◆ WHAT NEEDS TO BE DONE ◆
Would you write out the listing verbatim and skip every picture in it?

Excerpts of annotation records
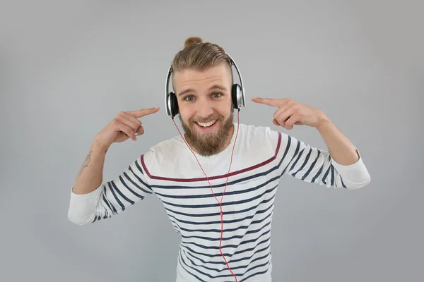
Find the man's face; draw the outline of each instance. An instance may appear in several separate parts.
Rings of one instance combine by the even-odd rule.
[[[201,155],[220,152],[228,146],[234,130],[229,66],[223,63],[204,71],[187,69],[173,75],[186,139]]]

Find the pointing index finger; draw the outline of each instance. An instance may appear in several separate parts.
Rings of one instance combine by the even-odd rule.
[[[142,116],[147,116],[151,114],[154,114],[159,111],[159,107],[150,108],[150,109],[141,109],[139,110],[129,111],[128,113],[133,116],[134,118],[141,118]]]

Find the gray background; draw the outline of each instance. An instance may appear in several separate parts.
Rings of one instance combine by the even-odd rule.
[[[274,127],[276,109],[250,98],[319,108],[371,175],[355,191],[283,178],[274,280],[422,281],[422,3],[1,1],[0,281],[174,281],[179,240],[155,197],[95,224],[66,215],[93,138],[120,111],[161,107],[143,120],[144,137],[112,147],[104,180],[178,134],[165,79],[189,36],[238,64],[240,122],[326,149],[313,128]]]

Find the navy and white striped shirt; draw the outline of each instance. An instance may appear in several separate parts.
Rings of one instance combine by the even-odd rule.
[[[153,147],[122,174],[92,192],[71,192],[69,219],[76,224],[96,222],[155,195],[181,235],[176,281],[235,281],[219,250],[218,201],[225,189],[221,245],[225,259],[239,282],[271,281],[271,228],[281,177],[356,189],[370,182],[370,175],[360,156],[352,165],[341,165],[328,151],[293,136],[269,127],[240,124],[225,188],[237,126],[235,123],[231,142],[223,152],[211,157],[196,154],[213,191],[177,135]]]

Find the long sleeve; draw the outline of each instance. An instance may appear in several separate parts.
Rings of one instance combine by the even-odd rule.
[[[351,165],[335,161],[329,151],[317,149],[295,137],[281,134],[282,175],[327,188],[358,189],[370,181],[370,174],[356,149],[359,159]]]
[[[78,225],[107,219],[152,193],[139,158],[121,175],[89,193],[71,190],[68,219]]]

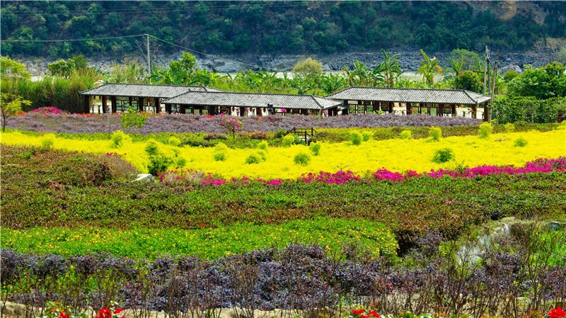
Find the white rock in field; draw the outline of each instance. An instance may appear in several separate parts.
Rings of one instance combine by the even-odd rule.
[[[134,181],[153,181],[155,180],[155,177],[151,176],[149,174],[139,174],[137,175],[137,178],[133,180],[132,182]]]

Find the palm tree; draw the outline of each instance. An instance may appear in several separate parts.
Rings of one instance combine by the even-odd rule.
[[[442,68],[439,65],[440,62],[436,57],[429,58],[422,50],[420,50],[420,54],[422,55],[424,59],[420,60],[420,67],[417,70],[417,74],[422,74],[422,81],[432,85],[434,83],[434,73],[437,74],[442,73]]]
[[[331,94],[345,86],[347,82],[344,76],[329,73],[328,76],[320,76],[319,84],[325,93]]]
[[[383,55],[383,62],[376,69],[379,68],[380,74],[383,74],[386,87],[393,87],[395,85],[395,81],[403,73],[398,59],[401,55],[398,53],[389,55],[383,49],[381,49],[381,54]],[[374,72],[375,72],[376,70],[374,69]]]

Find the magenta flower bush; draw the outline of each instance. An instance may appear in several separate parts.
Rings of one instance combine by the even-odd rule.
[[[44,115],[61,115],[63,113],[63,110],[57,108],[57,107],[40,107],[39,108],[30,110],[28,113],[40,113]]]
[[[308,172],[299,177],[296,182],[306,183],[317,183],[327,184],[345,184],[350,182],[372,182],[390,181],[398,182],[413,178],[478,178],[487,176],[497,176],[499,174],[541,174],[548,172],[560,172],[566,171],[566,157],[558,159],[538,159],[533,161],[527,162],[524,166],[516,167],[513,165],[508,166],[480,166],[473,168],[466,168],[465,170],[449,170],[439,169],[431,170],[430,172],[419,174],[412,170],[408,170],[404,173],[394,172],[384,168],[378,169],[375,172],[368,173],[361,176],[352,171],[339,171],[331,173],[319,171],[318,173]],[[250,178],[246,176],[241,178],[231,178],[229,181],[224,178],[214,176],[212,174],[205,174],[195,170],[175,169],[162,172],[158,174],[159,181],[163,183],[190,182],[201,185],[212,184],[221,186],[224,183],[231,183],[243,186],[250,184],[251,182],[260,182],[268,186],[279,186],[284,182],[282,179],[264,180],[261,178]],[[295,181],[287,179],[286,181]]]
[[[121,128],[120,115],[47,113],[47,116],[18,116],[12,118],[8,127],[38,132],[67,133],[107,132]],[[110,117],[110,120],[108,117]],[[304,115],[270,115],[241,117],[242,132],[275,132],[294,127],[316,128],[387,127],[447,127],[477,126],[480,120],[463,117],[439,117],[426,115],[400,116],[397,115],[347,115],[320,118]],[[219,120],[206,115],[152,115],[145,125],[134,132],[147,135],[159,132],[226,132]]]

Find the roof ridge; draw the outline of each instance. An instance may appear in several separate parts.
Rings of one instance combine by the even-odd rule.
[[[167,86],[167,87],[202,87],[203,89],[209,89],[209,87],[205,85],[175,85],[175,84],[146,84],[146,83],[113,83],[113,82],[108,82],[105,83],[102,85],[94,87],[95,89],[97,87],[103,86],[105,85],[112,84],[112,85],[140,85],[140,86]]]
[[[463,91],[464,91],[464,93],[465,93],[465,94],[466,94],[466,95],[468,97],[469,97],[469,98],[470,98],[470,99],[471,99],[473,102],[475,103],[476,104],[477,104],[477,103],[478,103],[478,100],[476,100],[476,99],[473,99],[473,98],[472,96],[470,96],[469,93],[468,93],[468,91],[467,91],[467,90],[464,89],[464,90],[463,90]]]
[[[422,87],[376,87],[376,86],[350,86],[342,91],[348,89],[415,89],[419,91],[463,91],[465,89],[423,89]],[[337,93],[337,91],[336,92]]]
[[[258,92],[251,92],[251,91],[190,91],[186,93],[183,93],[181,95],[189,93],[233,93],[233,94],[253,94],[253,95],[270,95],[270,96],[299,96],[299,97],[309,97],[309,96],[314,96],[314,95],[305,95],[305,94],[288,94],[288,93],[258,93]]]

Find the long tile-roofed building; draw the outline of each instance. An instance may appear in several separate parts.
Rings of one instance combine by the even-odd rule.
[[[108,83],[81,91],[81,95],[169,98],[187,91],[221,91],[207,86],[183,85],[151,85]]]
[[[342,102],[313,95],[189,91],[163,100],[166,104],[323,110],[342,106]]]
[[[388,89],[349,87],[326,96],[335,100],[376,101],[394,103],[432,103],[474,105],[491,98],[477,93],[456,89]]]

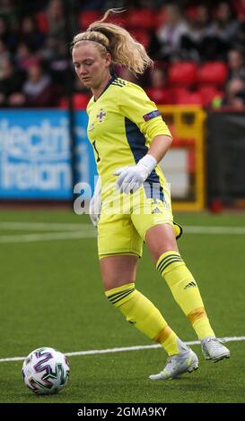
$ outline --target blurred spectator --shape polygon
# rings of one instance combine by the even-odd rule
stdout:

◆ SOLUTION BELOW ◆
Find the man's face; draw the outline of each instance. An instance may appear in several separate parts.
Rings of one instance combine by the even-odd rule.
[[[201,155],[220,152],[228,146],[234,130],[229,66],[223,63],[204,71],[187,69],[173,75],[186,139]]]

Find the pointing index finger; draw the outline of each instance. An instance may appear in several separate parts.
Rings of one instance combine by the even-odd rule.
[[[142,116],[147,116],[151,114],[154,114],[159,111],[159,107],[150,108],[150,109],[141,109],[139,110],[129,111],[128,113],[133,116],[134,118],[141,118]]]

Find the gray background; draw the outline of each instance. An instance may appear in several separate parts.
Rings of one instance combine by the even-odd rule.
[[[274,127],[276,109],[250,98],[319,108],[371,175],[355,191],[283,178],[274,280],[422,281],[422,3],[1,1],[0,281],[174,281],[179,240],[155,197],[95,224],[66,215],[93,138],[120,111],[161,107],[143,120],[144,137],[112,147],[104,180],[178,134],[165,79],[189,36],[238,64],[240,122],[326,149],[313,128]]]

Find the navy and white striped shirt; draw the outline of each instance. An instance may appear in several separate parts.
Rings of one instance combine by the even-odd rule.
[[[153,147],[122,174],[92,192],[71,192],[69,219],[76,224],[96,222],[155,195],[181,235],[176,281],[235,281],[219,250],[218,201],[225,189],[221,245],[225,259],[239,282],[271,281],[271,228],[281,177],[356,189],[370,182],[370,175],[360,156],[352,165],[341,165],[328,151],[293,136],[269,127],[240,124],[225,188],[237,126],[235,123],[231,142],[223,152],[211,157],[196,154],[213,191],[177,135]]]

Find the long sleeve; draw the outline of each instance. An instance may appear in several separate parts.
Rings of one instance combine by the even-odd rule.
[[[351,165],[335,161],[329,151],[317,149],[295,137],[281,134],[282,175],[327,188],[358,189],[370,181],[370,174],[356,149],[359,159]]]
[[[78,225],[107,219],[152,193],[139,158],[121,175],[89,193],[71,190],[68,219]]]

Find the white rock in field; draw the outline of each instance. An instance may appear in several separate parts.
Rings of one instance combine by the even-odd rule.
[[[134,181],[153,181],[155,180],[155,177],[151,176],[149,174],[139,174],[137,175],[137,178],[133,180],[132,182]]]

Find the palm tree; draw the outline of each instance. An instance may appear in several separate parts.
Rings of one instance combine by the even-odd rule.
[[[442,68],[439,65],[440,62],[436,57],[429,58],[422,50],[420,50],[420,54],[422,55],[424,59],[420,60],[420,67],[417,70],[417,74],[422,74],[422,81],[432,85],[434,83],[434,73],[437,74],[442,73]]]
[[[331,94],[345,86],[347,82],[344,76],[329,73],[328,76],[320,76],[319,84],[325,93]]]
[[[383,55],[383,62],[376,69],[379,68],[380,74],[383,74],[386,87],[393,87],[395,85],[395,81],[403,73],[398,59],[401,55],[398,53],[389,55],[383,49],[381,49],[381,54]],[[374,72],[375,72],[376,70],[374,69]]]

Find the magenta flower bush; draw the outline of each instance. An instance may appear in several separate parts.
Rings of one instance combine by the even-odd rule.
[[[44,115],[61,115],[63,113],[63,110],[57,108],[57,107],[40,107],[39,108],[30,110],[28,113],[40,113]]]
[[[308,172],[299,177],[296,182],[306,183],[317,183],[327,184],[345,184],[350,182],[372,182],[390,181],[398,182],[413,178],[478,178],[487,176],[497,176],[499,174],[541,174],[548,172],[560,172],[566,171],[566,157],[558,159],[538,159],[533,161],[527,162],[524,166],[516,167],[513,165],[508,166],[480,166],[473,168],[466,168],[465,170],[449,170],[439,169],[431,170],[430,172],[419,174],[412,170],[408,170],[404,173],[394,172],[384,168],[378,169],[375,172],[368,173],[361,176],[352,171],[339,171],[331,173],[319,171],[318,173]],[[250,178],[246,176],[241,178],[231,178],[229,181],[224,178],[214,176],[212,174],[205,174],[195,170],[175,169],[162,172],[158,174],[159,181],[163,183],[190,182],[201,185],[212,184],[221,186],[224,183],[231,183],[243,186],[250,184],[251,182],[260,182],[268,186],[279,186],[284,182],[282,179],[264,180],[261,178]],[[295,181],[287,179],[286,181]]]
[[[121,128],[120,115],[47,113],[47,116],[18,116],[12,118],[8,127],[38,132],[67,133],[107,132]],[[110,117],[110,120],[108,117]],[[304,115],[270,115],[241,117],[242,132],[275,132],[294,127],[316,128],[387,127],[447,127],[477,126],[480,120],[463,117],[439,117],[426,115],[400,116],[397,115],[347,115],[320,118]],[[219,120],[206,115],[152,115],[145,125],[134,132],[147,135],[159,132],[226,132]]]

Find the roof ridge; draw the outline of each instance. An instance may appear in several separate parts.
Rings of one instance combine by the even-odd rule.
[[[167,86],[167,87],[202,87],[203,89],[209,89],[209,87],[205,85],[175,85],[175,84],[146,84],[146,83],[113,83],[113,82],[108,82],[105,83],[102,85],[94,87],[95,89],[97,87],[103,86],[105,85],[112,84],[112,85],[140,85],[140,86]]]
[[[463,91],[464,91],[464,93],[465,93],[465,94],[466,94],[466,95],[468,97],[469,97],[469,98],[470,98],[470,99],[471,99],[473,102],[475,103],[476,104],[477,104],[477,103],[478,103],[478,100],[476,100],[476,99],[473,99],[473,98],[472,96],[470,96],[469,93],[468,93],[468,91],[467,91],[467,90],[464,89],[464,90],[463,90]]]
[[[422,87],[376,87],[376,86],[350,86],[342,91],[348,89],[415,89],[419,91],[463,91],[465,89],[423,89]],[[337,93],[337,91],[336,92]]]
[[[258,92],[251,92],[251,91],[190,91],[186,93],[183,93],[181,95],[189,93],[233,93],[233,94],[253,94],[253,95],[270,95],[270,96],[299,96],[299,97],[309,97],[309,96],[314,96],[314,95],[305,95],[305,94],[288,94],[288,93],[258,93]]]

Find the long tile-roofed building; draw the outline of each instance. An instance may appear in several separate parts.
Rings of one instance combine by the even-odd rule.
[[[108,83],[81,91],[81,95],[169,98],[187,91],[221,91],[207,86],[183,85],[151,85]]]
[[[342,102],[313,95],[189,91],[163,100],[166,104],[323,110],[342,106]]]
[[[388,89],[349,87],[326,96],[335,100],[376,101],[394,103],[432,103],[474,105],[491,98],[477,93],[456,89]]]

$ outline --target blurred spectator --shape polygon
# rings of one instance combine by the even-odd rule
stdout:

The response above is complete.